**What to do:** What number of lines in the records below hold the word "rise"? Give that number alone.

********************

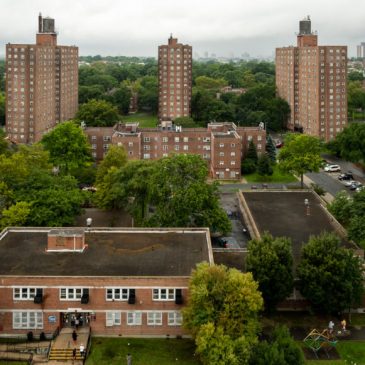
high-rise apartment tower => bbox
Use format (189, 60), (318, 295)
(5, 14), (78, 143)
(158, 36), (192, 121)
(276, 17), (347, 141)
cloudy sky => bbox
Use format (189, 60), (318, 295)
(0, 0), (363, 58)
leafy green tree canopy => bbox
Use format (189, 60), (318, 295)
(247, 233), (293, 312)
(297, 232), (364, 314)
(40, 121), (92, 174)
(76, 99), (120, 127)
(278, 134), (323, 188)
(333, 123), (365, 163)
(257, 154), (273, 176)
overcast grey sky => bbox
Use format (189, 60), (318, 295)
(0, 0), (363, 58)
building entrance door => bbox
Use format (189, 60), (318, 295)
(61, 312), (91, 328)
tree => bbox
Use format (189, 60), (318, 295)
(297, 232), (364, 314)
(183, 263), (263, 365)
(147, 154), (231, 234)
(78, 85), (104, 104)
(111, 85), (132, 115)
(40, 121), (92, 175)
(257, 154), (273, 177)
(348, 71), (365, 82)
(195, 76), (227, 90)
(348, 215), (365, 248)
(0, 128), (8, 155)
(76, 99), (120, 127)
(173, 117), (197, 128)
(249, 326), (304, 365)
(278, 134), (323, 188)
(95, 145), (128, 184)
(333, 123), (365, 163)
(247, 233), (293, 312)
(327, 191), (353, 226)
(246, 140), (258, 164)
(265, 135), (277, 163)
(0, 201), (31, 230)
(241, 159), (257, 175)
(137, 76), (158, 113)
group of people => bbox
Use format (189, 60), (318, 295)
(328, 319), (347, 334)
(72, 344), (85, 361)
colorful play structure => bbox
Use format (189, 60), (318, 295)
(303, 329), (338, 359)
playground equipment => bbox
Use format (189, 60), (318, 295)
(303, 329), (338, 359)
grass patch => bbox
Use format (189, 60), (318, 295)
(349, 314), (365, 327)
(86, 337), (200, 365)
(121, 113), (158, 128)
(244, 165), (297, 183)
(305, 341), (365, 364)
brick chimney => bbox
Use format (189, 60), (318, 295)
(47, 229), (86, 252)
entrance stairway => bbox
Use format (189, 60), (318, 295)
(48, 327), (90, 363)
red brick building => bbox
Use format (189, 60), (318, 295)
(276, 16), (347, 141)
(0, 227), (212, 337)
(158, 36), (192, 121)
(5, 14), (78, 143)
(84, 122), (266, 180)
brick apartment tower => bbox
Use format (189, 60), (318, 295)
(5, 14), (78, 143)
(158, 36), (192, 121)
(276, 17), (347, 141)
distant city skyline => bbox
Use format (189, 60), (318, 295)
(0, 0), (364, 58)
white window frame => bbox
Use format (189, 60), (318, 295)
(153, 288), (176, 301)
(13, 311), (43, 329)
(106, 312), (121, 327)
(60, 288), (85, 301)
(147, 312), (162, 326)
(106, 288), (130, 301)
(127, 311), (142, 326)
(143, 137), (150, 142)
(13, 287), (37, 300)
(168, 311), (182, 326)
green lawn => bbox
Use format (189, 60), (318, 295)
(121, 113), (158, 128)
(305, 341), (365, 365)
(86, 337), (201, 365)
(244, 165), (297, 183)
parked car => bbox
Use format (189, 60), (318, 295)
(349, 181), (362, 191)
(338, 173), (354, 181)
(218, 237), (240, 248)
(324, 164), (341, 172)
(275, 141), (283, 148)
(345, 180), (356, 187)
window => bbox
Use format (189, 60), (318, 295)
(60, 288), (86, 300)
(91, 135), (96, 141)
(106, 288), (131, 301)
(162, 137), (168, 142)
(203, 137), (210, 142)
(174, 145), (180, 151)
(147, 312), (162, 325)
(143, 153), (150, 159)
(103, 136), (111, 142)
(153, 288), (176, 300)
(183, 145), (188, 151)
(219, 152), (224, 157)
(106, 312), (121, 327)
(168, 311), (182, 326)
(144, 137), (150, 142)
(143, 145), (150, 150)
(127, 311), (142, 325)
(230, 152), (236, 157)
(174, 137), (180, 142)
(13, 288), (37, 300)
(13, 312), (43, 329)
(128, 142), (133, 147)
(219, 143), (224, 148)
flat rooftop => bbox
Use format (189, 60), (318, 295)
(241, 191), (352, 262)
(0, 228), (212, 277)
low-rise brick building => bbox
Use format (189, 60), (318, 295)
(0, 227), (213, 337)
(85, 122), (266, 180)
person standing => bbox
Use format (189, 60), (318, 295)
(341, 319), (347, 331)
(72, 330), (77, 345)
(328, 320), (334, 334)
(79, 343), (85, 357)
(126, 353), (132, 365)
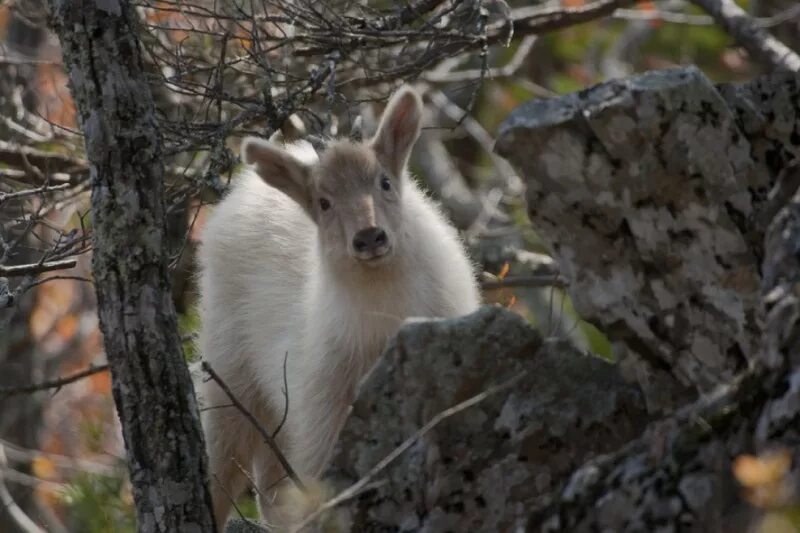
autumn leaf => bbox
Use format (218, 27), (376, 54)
(498, 261), (510, 280)
(733, 448), (796, 509)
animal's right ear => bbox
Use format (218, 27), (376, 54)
(371, 86), (423, 178)
(241, 137), (313, 214)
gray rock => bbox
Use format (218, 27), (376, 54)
(327, 307), (648, 532)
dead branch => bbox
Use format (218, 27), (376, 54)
(423, 35), (539, 84)
(0, 140), (87, 177)
(688, 0), (800, 71)
(0, 183), (72, 204)
(201, 362), (307, 493)
(0, 258), (77, 277)
(0, 445), (46, 533)
(0, 364), (108, 398)
(481, 274), (567, 291)
(0, 438), (115, 475)
(496, 0), (639, 42)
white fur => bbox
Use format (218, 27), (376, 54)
(197, 129), (480, 529)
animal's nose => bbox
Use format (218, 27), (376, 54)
(353, 227), (388, 253)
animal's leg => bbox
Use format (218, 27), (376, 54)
(201, 383), (253, 531)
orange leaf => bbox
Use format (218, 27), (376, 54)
(31, 455), (56, 480)
(498, 262), (510, 280)
(733, 449), (792, 488)
(89, 369), (112, 394)
(55, 314), (78, 339)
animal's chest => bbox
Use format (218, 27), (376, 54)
(315, 285), (422, 362)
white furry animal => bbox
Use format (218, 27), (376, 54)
(197, 86), (480, 529)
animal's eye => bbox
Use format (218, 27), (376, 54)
(380, 177), (392, 191)
(319, 198), (331, 211)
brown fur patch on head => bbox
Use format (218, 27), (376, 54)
(314, 140), (383, 195)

********************

**Solution to the problem:** 2